→ **Problems to work on**:
1 > In the post on black head coaches in college football, who directs the Institute for Diversity and Ethics in Sport?
2 > Please duplicate the stretch from "I’m not a quota" through "for that matter.)" in the post on black head coaches in college football.

>> Start Text provided

The Washington Post manages to juxtapose two compelling issues du jour in one summary article.
First, there were Congressional hearings yesterday on the subject of the dearth of black head coaches in college football. They produced the usual amount of hand-wringing and threats:
Amid the strong words, however, the solution might come in a subtle threat uttered near the end of the hearing. Perhaps, the point was made, it’s time to make Title VII do for black coaches what Title IX did for women’s sports.
“I think it’s pretty clear that embarrassment hasn’t been enough,” said Richard Lapchick, director of the Florida-based Institute for Diversity and Ethics in Sport.
“One of the things we’re thinking about is Title VII lawsuits.”
I’m not a quota guy, but I do think it’s shameful that the number of black head coaches in college football is so low, while a coaching retread like Dennis Erickson can get a gig at Arizona State. (Or certain idiots can think that Gary Barnett deserves another chance, for that matter.)
But that pales into insignificance compared with the rest of the story: the chicken toss has been declared off limits at Kansas State.

>> End Text provided
>> Start Material

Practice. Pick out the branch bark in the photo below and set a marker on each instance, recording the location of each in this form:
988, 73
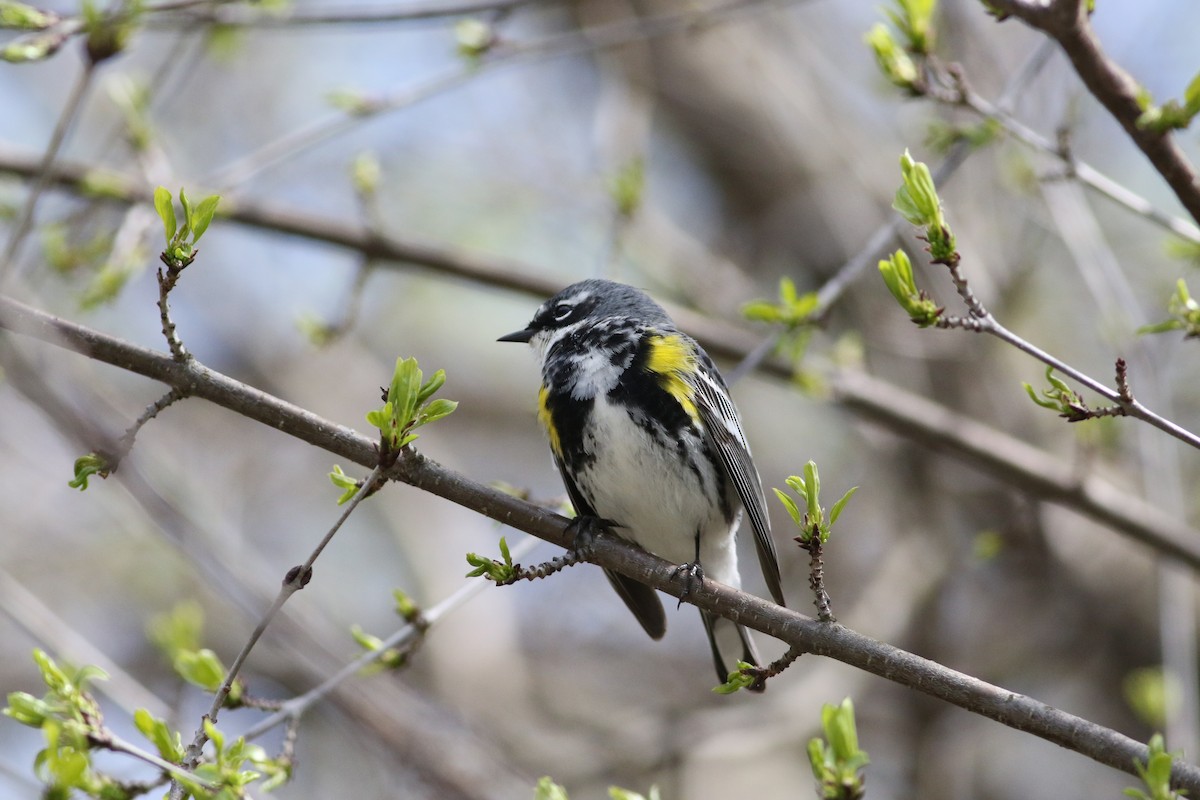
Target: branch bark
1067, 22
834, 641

>> End Material
>> Start Material

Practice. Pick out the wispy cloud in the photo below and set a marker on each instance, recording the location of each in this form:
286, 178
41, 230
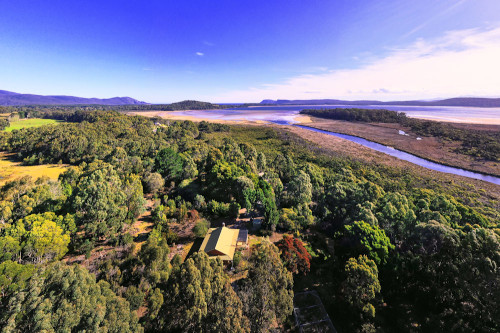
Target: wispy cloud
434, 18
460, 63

>> End Material
>> Start Material

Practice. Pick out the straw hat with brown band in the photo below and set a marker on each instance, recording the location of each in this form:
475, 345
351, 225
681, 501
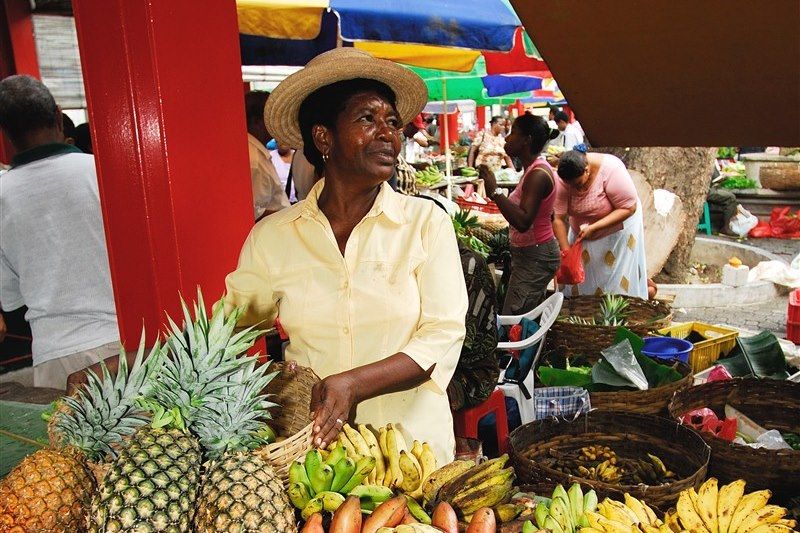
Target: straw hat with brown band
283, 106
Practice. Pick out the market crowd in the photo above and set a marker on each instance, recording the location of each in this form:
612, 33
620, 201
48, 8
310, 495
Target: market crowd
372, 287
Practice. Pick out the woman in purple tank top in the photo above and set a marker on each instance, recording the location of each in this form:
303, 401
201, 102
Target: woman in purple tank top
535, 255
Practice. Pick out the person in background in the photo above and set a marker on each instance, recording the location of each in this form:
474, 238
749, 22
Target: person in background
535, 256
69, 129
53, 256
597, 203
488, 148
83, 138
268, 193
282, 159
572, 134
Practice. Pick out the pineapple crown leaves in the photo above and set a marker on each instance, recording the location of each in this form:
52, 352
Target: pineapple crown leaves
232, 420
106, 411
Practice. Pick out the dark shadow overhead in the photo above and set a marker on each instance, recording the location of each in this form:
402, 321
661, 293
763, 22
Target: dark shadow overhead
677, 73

>> End Material

→ **Expected outputs**:
1 > Richard Lapchick

2 >
I’m not a quota guy, but I do think it’s shameful that the number of black head coaches in college football is so low, while a coaching retread like Dennis Erickson can get a gig at Arizona State. (Or certain idiots can think that Gary Barnett deserves another chance, for that matter.)